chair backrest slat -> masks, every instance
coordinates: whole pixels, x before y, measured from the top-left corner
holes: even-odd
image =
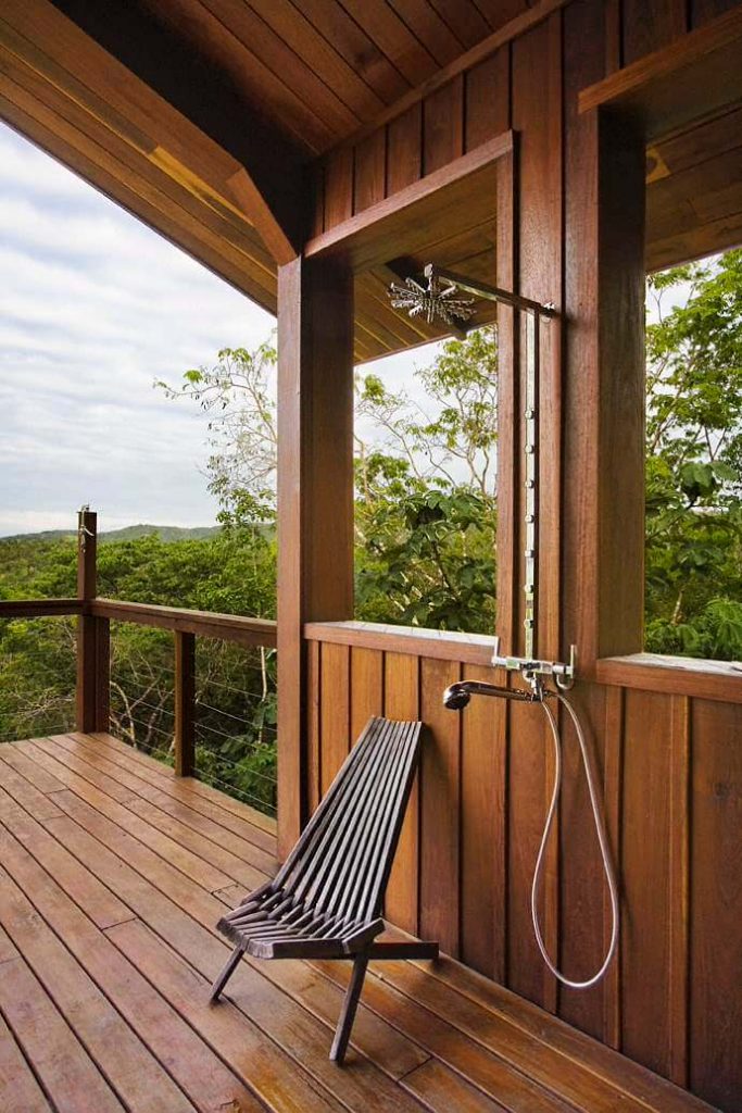
[[[347,920],[380,914],[415,776],[422,723],[370,719],[276,886]]]

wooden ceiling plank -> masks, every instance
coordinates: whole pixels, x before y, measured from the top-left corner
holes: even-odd
[[[348,16],[339,0],[313,0],[311,7],[303,10],[317,31],[385,104],[392,104],[407,91],[410,82]]]
[[[0,41],[7,50],[147,154],[184,188],[218,210],[231,209],[256,225],[275,258],[288,262],[296,256],[296,223],[287,227],[273,196],[275,190],[268,193],[265,180],[256,179],[256,169],[261,170],[259,151],[254,165],[244,167],[51,4],[37,0],[31,11],[32,18],[18,0],[8,0],[3,7]],[[7,18],[12,19],[12,26],[4,22]],[[70,72],[71,66],[76,73]]]
[[[428,0],[389,0],[389,4],[438,66],[447,66],[465,49],[455,24],[449,26],[442,19]]]
[[[3,81],[3,92],[7,101],[16,105],[29,120],[40,125],[46,134],[53,134],[61,144],[68,144],[71,151],[85,158],[87,165],[97,167],[109,183],[120,181],[129,197],[139,198],[150,213],[161,213],[172,227],[184,228],[191,240],[196,238],[212,247],[221,246],[225,254],[250,275],[254,288],[270,290],[275,287],[275,277],[264,257],[261,244],[250,244],[245,236],[235,236],[234,229],[208,209],[201,207],[200,211],[194,211],[191,198],[188,195],[174,196],[172,186],[167,179],[162,179],[165,188],[152,184],[136,167],[111,155],[96,138],[71,124],[62,112],[28,93],[12,79]],[[33,140],[33,136],[30,138]],[[126,156],[126,149],[122,152]],[[140,160],[140,164],[146,170],[146,160]]]
[[[77,151],[67,140],[60,140],[55,130],[44,127],[27,112],[19,109],[0,92],[0,117],[20,135],[47,151],[52,158],[67,166],[73,174],[95,185],[110,200],[121,206],[138,220],[144,221],[174,246],[186,252],[217,277],[246,294],[269,313],[276,312],[276,296],[255,283],[244,259],[233,262],[218,242],[216,246],[197,239],[179,220],[170,219],[162,210],[145,201],[123,186],[119,178],[109,175],[96,162]]]
[[[22,62],[6,56],[2,61],[3,90],[20,108],[44,120],[49,127],[57,127],[60,137],[66,136],[78,149],[90,144],[87,154],[93,161],[108,166],[111,173],[126,175],[131,171],[137,179],[147,183],[158,193],[171,197],[184,210],[202,223],[219,229],[230,244],[256,260],[266,276],[273,276],[273,263],[260,243],[255,229],[241,217],[237,218],[231,208],[219,207],[207,201],[191,189],[164,174],[150,158],[135,148],[119,141],[115,132],[97,120],[85,108],[67,98],[63,91],[44,82],[33,70]],[[46,114],[46,117],[44,117]],[[92,150],[98,151],[95,157]],[[112,164],[112,165],[111,165]],[[271,279],[273,280],[273,279]]]
[[[431,0],[431,2],[467,50],[482,39],[486,39],[492,31],[489,23],[471,0]]]
[[[244,0],[199,2],[229,29],[244,50],[269,68],[303,105],[310,107],[334,135],[344,135],[348,128],[358,125],[359,117],[321,80],[304,57]]]
[[[488,174],[496,159],[512,149],[509,131],[482,144],[449,166],[310,239],[305,245],[305,255],[348,254],[357,269],[365,269],[400,253],[413,252],[412,240],[421,236],[429,238],[431,227],[447,229],[449,238],[455,232],[486,223],[495,198],[494,193],[481,188],[478,175]],[[459,196],[452,197],[451,189],[445,188],[461,186],[464,181],[467,188],[465,206]],[[434,218],[435,224],[432,224]]]
[[[4,43],[50,81],[103,118],[119,121],[128,141],[138,139],[158,146],[158,132],[167,135],[168,149],[181,162],[197,159],[204,177],[222,184],[238,164],[218,144],[187,120],[177,109],[139,81],[112,56],[44,0],[27,4],[4,0],[0,10]],[[43,48],[40,45],[43,45]],[[96,90],[105,90],[105,96]]]
[[[680,200],[695,205],[702,196],[718,193],[742,181],[742,144],[724,151],[718,158],[689,167],[680,174],[660,178],[647,190],[647,225],[651,232],[651,210],[671,207]],[[651,198],[651,201],[650,201]]]
[[[139,7],[174,40],[180,39],[196,59],[206,59],[226,75],[246,105],[260,106],[273,125],[279,126],[305,152],[317,154],[332,144],[334,131],[314,111],[313,105],[247,49],[210,9],[184,0],[168,0],[166,4],[140,0]]]
[[[476,0],[476,6],[493,31],[497,31],[509,20],[523,16],[531,4],[530,0]]]
[[[249,0],[249,3],[295,53],[306,59],[359,119],[373,118],[384,108],[382,97],[290,0]]]
[[[679,174],[740,146],[742,107],[670,136],[659,142],[653,151],[656,151],[670,174]]]
[[[386,3],[343,0],[343,7],[412,85],[435,72],[435,58]]]
[[[321,0],[314,0],[314,2],[321,2]],[[431,77],[421,81],[415,88],[409,89],[405,92],[398,100],[389,105],[383,112],[380,112],[375,120],[370,124],[360,128],[354,135],[348,136],[344,139],[340,146],[352,147],[358,142],[364,136],[368,135],[376,128],[380,128],[388,124],[390,120],[396,119],[396,117],[402,116],[413,105],[418,105],[436,89],[442,86],[447,85],[453,78],[459,73],[464,73],[466,70],[472,69],[473,66],[478,65],[488,58],[491,55],[498,50],[501,47],[511,42],[513,39],[517,39],[530,31],[532,28],[537,27],[543,23],[552,12],[557,11],[560,8],[564,8],[568,4],[571,0],[536,0],[533,7],[526,8],[521,11],[520,14],[515,16],[508,22],[504,23],[498,30],[493,31],[493,33],[478,42],[466,53],[461,55],[448,66],[443,66],[436,70]]]

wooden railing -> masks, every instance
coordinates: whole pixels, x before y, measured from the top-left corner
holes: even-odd
[[[76,727],[83,732],[107,731],[110,726],[111,621],[171,630],[175,770],[178,776],[191,776],[196,760],[196,638],[275,649],[276,623],[269,619],[99,598],[97,544],[97,515],[83,510],[78,522],[78,597],[0,600],[0,619],[77,617]]]

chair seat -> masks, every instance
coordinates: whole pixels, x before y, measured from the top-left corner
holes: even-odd
[[[384,920],[318,912],[268,887],[246,897],[217,928],[256,958],[347,958],[384,930]]]

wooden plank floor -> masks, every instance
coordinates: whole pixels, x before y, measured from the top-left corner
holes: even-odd
[[[377,964],[344,1068],[344,963],[243,962],[225,905],[270,820],[106,735],[0,746],[0,1109],[681,1113],[709,1106],[458,964]]]

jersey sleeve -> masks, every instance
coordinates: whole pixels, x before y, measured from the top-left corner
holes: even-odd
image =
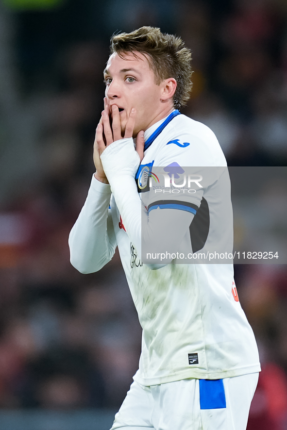
[[[70,262],[82,273],[91,273],[110,261],[117,246],[109,210],[109,185],[93,175],[84,204],[69,236]]]

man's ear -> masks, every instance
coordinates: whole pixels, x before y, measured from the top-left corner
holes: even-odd
[[[174,78],[168,78],[162,82],[161,95],[160,99],[162,101],[166,101],[172,99],[176,89],[176,81]]]

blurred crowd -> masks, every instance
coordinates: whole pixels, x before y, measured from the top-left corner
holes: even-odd
[[[68,246],[94,170],[109,38],[147,25],[180,35],[194,70],[183,113],[215,132],[229,165],[285,166],[287,3],[7,1],[0,24],[0,407],[118,407],[141,338],[119,257],[83,275]],[[287,266],[237,265],[235,279],[263,368],[248,429],[282,430]]]

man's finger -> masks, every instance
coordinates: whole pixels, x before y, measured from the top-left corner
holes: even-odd
[[[129,119],[128,119],[126,125],[126,129],[125,131],[124,135],[125,138],[133,137],[134,129],[135,128],[135,123],[136,116],[136,109],[135,109],[135,108],[133,108],[130,113]]]
[[[139,155],[141,162],[144,157],[143,152],[145,146],[144,135],[144,133],[142,130],[141,132],[139,132],[136,136],[136,142],[135,143],[135,150]]]
[[[95,138],[94,144],[94,146],[96,145],[98,145],[100,155],[106,148],[106,146],[103,140],[103,128],[102,124],[100,121],[96,129],[96,137]]]
[[[114,142],[114,139],[113,138],[113,133],[110,124],[110,118],[109,118],[109,116],[105,110],[102,112],[101,118],[103,125],[103,132],[104,133],[107,146],[108,146]]]
[[[120,120],[119,119],[118,108],[115,104],[113,105],[112,106],[112,112],[113,114],[112,127],[113,128],[114,141],[119,140],[120,139],[121,139]]]

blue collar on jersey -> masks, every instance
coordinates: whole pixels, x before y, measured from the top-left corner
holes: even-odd
[[[171,114],[169,114],[168,117],[164,121],[162,124],[158,127],[156,130],[153,132],[151,136],[150,136],[146,142],[145,142],[145,146],[144,148],[144,151],[145,151],[146,149],[149,148],[154,139],[157,137],[158,135],[161,133],[164,128],[169,124],[169,122],[170,122],[171,120],[174,118],[175,116],[177,116],[178,115],[180,115],[180,112],[179,111],[178,111],[176,109],[175,111],[173,111],[173,112],[171,112]]]

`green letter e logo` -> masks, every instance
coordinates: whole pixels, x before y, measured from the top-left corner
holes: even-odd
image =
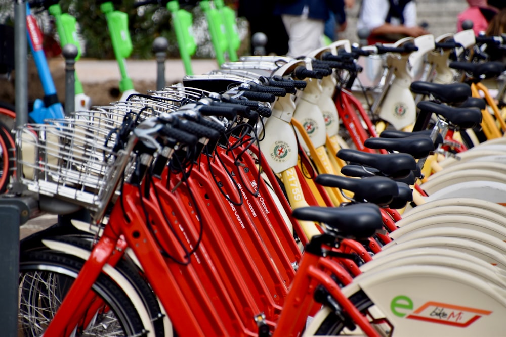
[[[398,316],[400,317],[406,316],[405,313],[399,312],[398,309],[400,309],[412,310],[413,301],[407,296],[404,295],[396,296],[392,299],[392,302],[390,302],[390,310],[396,316]]]

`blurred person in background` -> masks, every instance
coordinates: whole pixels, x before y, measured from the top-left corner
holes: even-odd
[[[354,5],[355,0],[344,0],[344,6],[340,9],[339,12],[334,13],[330,11],[329,13],[330,17],[325,21],[323,30],[327,44],[336,41],[339,38],[339,33],[344,32],[346,29],[348,23],[346,22],[345,9],[351,8]]]
[[[370,32],[369,44],[391,43],[403,37],[429,34],[416,23],[414,0],[363,0],[357,29]]]
[[[274,14],[274,0],[239,0],[237,16],[249,23],[251,36],[261,32],[267,37],[267,54],[284,55],[288,52],[288,34],[280,15]],[[252,53],[255,46],[250,41]]]
[[[500,6],[500,4],[495,4],[493,1],[489,3],[487,0],[467,0],[467,2],[469,7],[457,17],[457,31],[462,31],[462,24],[466,20],[470,20],[473,22],[473,30],[477,36],[480,32],[487,30],[489,23],[497,14],[497,9],[494,5]]]

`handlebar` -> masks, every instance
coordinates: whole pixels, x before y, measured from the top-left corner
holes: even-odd
[[[323,78],[321,73],[317,71],[309,70],[303,66],[299,66],[295,68],[293,75],[294,77],[300,80],[307,78],[318,79]]]

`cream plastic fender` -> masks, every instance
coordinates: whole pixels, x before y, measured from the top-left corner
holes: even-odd
[[[335,103],[332,98],[336,83],[332,76],[325,76],[320,82],[322,90],[318,106],[323,115],[323,120],[329,137],[338,135],[339,132],[339,116]]]
[[[504,154],[504,153],[503,151],[498,150],[484,150],[482,151],[471,151],[471,150],[468,150],[467,151],[461,152],[457,155],[456,158],[451,157],[447,157],[443,160],[439,162],[439,165],[444,169],[444,168],[448,167],[450,165],[455,165],[456,164],[458,164],[458,163],[463,162],[466,160],[470,160],[477,158],[483,157],[485,156],[500,156]]]
[[[43,239],[42,243],[45,246],[50,249],[62,252],[69,255],[77,257],[83,261],[87,260],[90,257],[90,252],[89,251],[79,247],[76,247],[72,245],[46,239]],[[151,327],[151,328],[148,329],[148,335],[154,336],[153,332],[154,331],[154,329],[152,325],[151,318],[147,311],[144,308],[142,300],[137,295],[137,292],[131,284],[130,282],[119,272],[108,264],[106,264],[104,266],[104,268],[102,268],[102,271],[117,283],[125,292],[125,294],[128,296],[129,298],[135,307],[136,311],[139,313],[141,317],[143,325],[146,327]],[[160,308],[161,308],[163,307],[160,306]],[[167,315],[164,315],[164,317],[166,317]],[[166,324],[167,322],[169,323],[169,324],[168,326],[166,325],[165,326],[165,333],[166,334],[165,335],[170,336],[172,335],[172,325],[170,324],[170,321],[164,318],[164,324]],[[167,333],[168,333],[168,334],[167,334]]]
[[[496,142],[488,142],[488,141],[485,141],[485,142],[480,143],[475,147],[473,147],[471,149],[467,150],[467,151],[481,151],[483,150],[493,150],[493,151],[504,151],[504,154],[506,154],[506,140],[501,137],[501,138],[495,138],[499,139],[499,140],[502,140],[501,142],[499,142],[498,141]],[[493,139],[495,140],[495,139]],[[467,152],[466,151],[466,152]]]
[[[505,157],[506,157],[506,155],[505,155]],[[433,177],[436,177],[441,175],[445,175],[463,170],[485,170],[498,173],[506,173],[506,167],[505,167],[504,163],[493,161],[482,161],[482,160],[480,158],[477,160],[468,160],[462,163],[456,164],[454,165],[448,166],[445,168],[445,169],[433,173],[429,176],[427,180],[430,180],[432,179],[434,179]]]
[[[493,204],[497,206],[497,204]],[[503,206],[501,207],[504,208]],[[412,209],[416,209],[418,207],[415,207]],[[504,226],[505,224],[504,219],[506,217],[506,210],[503,210],[501,213],[497,213],[493,211],[476,206],[458,205],[433,207],[426,209],[423,212],[407,213],[408,213],[407,214],[402,214],[402,219],[395,223],[396,225],[399,228],[409,225],[411,222],[425,219],[430,219],[432,217],[438,217],[440,215],[469,216],[474,219],[477,219],[478,221],[486,220]]]
[[[273,113],[266,121],[263,133],[260,148],[275,173],[297,166],[297,138],[289,123],[274,117]]]
[[[486,140],[482,143],[480,143],[476,146],[475,148],[479,148],[481,146],[487,145],[489,144],[504,144],[506,145],[506,137],[501,137],[500,138],[495,138],[493,139]]]
[[[493,263],[497,268],[506,270],[506,257],[501,252],[478,241],[456,236],[428,236],[398,242],[390,245],[388,250],[384,249],[376,255],[383,256],[390,254],[396,254],[406,250],[420,249],[428,247],[436,247],[465,253],[483,260],[487,263]]]
[[[502,155],[495,155],[492,156],[484,156],[483,157],[477,157],[475,158],[470,159],[466,162],[480,163],[481,162],[483,162],[484,163],[494,163],[499,165],[504,165],[504,164],[506,164],[506,154]],[[449,169],[450,167],[452,167],[453,166],[453,165],[448,166],[445,168],[445,170]],[[504,166],[503,166],[503,167],[504,167]]]
[[[427,202],[411,208],[409,211],[405,211],[402,214],[403,219],[420,213],[430,215],[433,210],[437,211],[448,207],[460,206],[462,207],[477,207],[483,210],[489,211],[496,213],[499,216],[506,217],[506,207],[495,203],[478,199],[474,198],[449,198]],[[442,211],[442,212],[444,212]]]
[[[490,221],[482,218],[469,215],[438,215],[405,224],[390,233],[389,236],[397,240],[403,235],[417,230],[432,228],[454,227],[456,230],[467,228],[489,234],[494,237],[506,240],[506,226],[502,223]]]
[[[323,114],[318,105],[318,101],[321,98],[321,89],[315,79],[308,79],[307,86],[300,97],[296,99],[296,108],[293,118],[304,127],[306,132],[311,138],[315,148],[325,145],[327,139],[327,129]],[[298,133],[298,130],[296,130]],[[302,137],[299,135],[299,139]],[[309,149],[304,142],[301,144],[306,152]]]
[[[412,39],[406,37],[399,40],[394,46],[398,46]],[[382,102],[379,116],[397,130],[414,124],[416,118],[414,99],[409,90],[412,79],[407,68],[408,58],[409,55],[387,54],[387,65],[394,69],[395,78]]]
[[[445,227],[440,228],[427,228],[420,230],[413,231],[406,233],[404,235],[399,236],[396,240],[389,243],[382,248],[382,250],[387,252],[389,247],[398,245],[403,242],[414,240],[416,239],[431,237],[436,238],[442,237],[458,237],[463,238],[470,242],[477,242],[484,245],[490,248],[495,250],[501,254],[506,254],[506,243],[500,239],[494,237],[489,234],[480,232],[477,230],[468,228],[459,228],[455,227]],[[489,260],[490,263],[495,263],[497,261]]]
[[[291,232],[293,232],[293,226],[291,224],[291,222],[290,221],[290,219],[285,212],[284,209],[283,208],[283,205],[281,205],[281,202],[279,201],[279,197],[277,194],[274,192],[274,189],[271,187],[271,184],[272,183],[267,178],[267,175],[265,173],[262,172],[261,175],[262,177],[265,180],[262,183],[266,183],[267,185],[267,189],[269,190],[269,192],[271,196],[272,197],[274,200],[274,203],[275,203],[275,207],[278,209],[279,212],[281,213],[281,216],[283,217],[283,220],[284,220],[284,224],[286,225],[286,227]],[[271,207],[272,205],[269,205],[269,207]]]
[[[436,38],[436,42],[444,42],[446,40],[453,38],[453,34],[445,34]],[[448,67],[450,53],[450,51],[449,50],[434,51],[427,55],[427,61],[431,65],[431,69],[436,73],[432,80],[433,82],[442,84],[453,83],[455,72]]]
[[[428,202],[459,197],[506,204],[506,184],[482,180],[461,182],[440,189],[423,199]]]
[[[126,101],[126,99],[129,98],[129,96],[134,93],[139,93],[138,91],[137,91],[133,89],[131,90],[127,90],[126,91],[121,94],[121,97],[119,98],[120,101]]]
[[[500,336],[503,331],[503,290],[461,270],[395,267],[364,273],[342,291],[350,298],[360,290],[393,327],[385,327],[381,335]],[[314,335],[330,313],[324,306],[304,336]]]
[[[363,275],[363,276],[362,276]],[[461,270],[402,266],[357,277],[394,327],[392,336],[500,335],[503,290]]]
[[[418,36],[414,39],[414,44],[418,50],[411,53],[408,58],[410,66],[408,71],[412,80],[417,81],[425,71],[425,55],[436,47],[434,36],[430,34]]]
[[[469,260],[456,256],[427,252],[424,255],[407,256],[401,256],[400,254],[398,255],[399,256],[395,257],[396,258],[390,259],[388,261],[386,261],[386,258],[369,261],[362,266],[360,269],[363,272],[369,273],[399,266],[439,266],[461,270],[481,279],[484,282],[489,282],[502,288],[506,288],[506,278],[491,269],[493,268],[492,266],[478,258],[474,259],[474,262],[471,263]]]
[[[474,180],[506,183],[506,173],[500,173],[489,170],[461,170],[449,174],[435,176],[434,178],[431,176],[427,182],[420,185],[420,187],[430,196],[449,186]]]
[[[87,111],[92,105],[92,99],[84,93],[78,93],[74,98],[74,108],[75,111]]]
[[[428,256],[445,256],[460,259],[462,261],[465,261],[468,266],[480,265],[483,268],[488,269],[489,272],[495,274],[496,277],[499,277],[502,282],[506,281],[506,270],[498,268],[497,266],[493,266],[490,263],[487,263],[481,259],[478,258],[471,254],[463,252],[458,251],[452,249],[447,249],[441,248],[439,247],[426,247],[425,248],[416,248],[413,249],[405,249],[402,251],[399,251],[397,253],[389,253],[382,254],[381,252],[375,255],[372,257],[372,261],[369,261],[362,266],[360,266],[360,270],[362,272],[367,272],[367,271],[381,266],[382,263],[388,263],[390,261],[395,261],[399,259],[404,258],[421,256],[425,257]],[[437,263],[437,258],[430,259],[431,262],[428,264],[434,264]]]

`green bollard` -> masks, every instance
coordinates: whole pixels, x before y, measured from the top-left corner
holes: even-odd
[[[179,3],[177,0],[167,3],[167,9],[172,15],[172,24],[186,74],[193,75],[190,57],[197,50],[197,44],[191,32],[193,25],[191,13],[180,8]]]
[[[200,5],[207,20],[211,42],[216,53],[216,61],[218,66],[221,66],[225,63],[225,53],[228,49],[228,42],[221,13],[212,6],[208,0],[202,0]]]
[[[101,4],[100,11],[105,15],[114,56],[119,67],[121,76],[119,90],[121,92],[133,90],[134,83],[128,76],[125,60],[132,54],[133,49],[128,28],[128,15],[120,11],[115,11],[114,5],[110,1]]]
[[[232,62],[237,61],[237,50],[241,45],[241,39],[239,37],[235,12],[228,6],[225,6],[223,0],[214,0],[214,3],[216,8],[221,13],[225,26],[226,37],[228,40],[229,60]]]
━━━━━━━━━━━━━━━━
* **Short problem**
Starting at the beginning of the records and continuing through the line that contains "[[[347,920],[380,914],[415,776],[422,723],[370,719],[276,886]]]", rewrite those lines as a numbered list and skip any blank lines. Leave the pictures out of your answer.

* **The result**
1. chair backrest slat -> masks, every instance
2. coordinates: whole pixels, x before y, measured from the top-left corner
3. holes: even-odd
4. image =
5. [[[347,920],[380,914],[415,776],[422,723],[370,719],[276,886]]]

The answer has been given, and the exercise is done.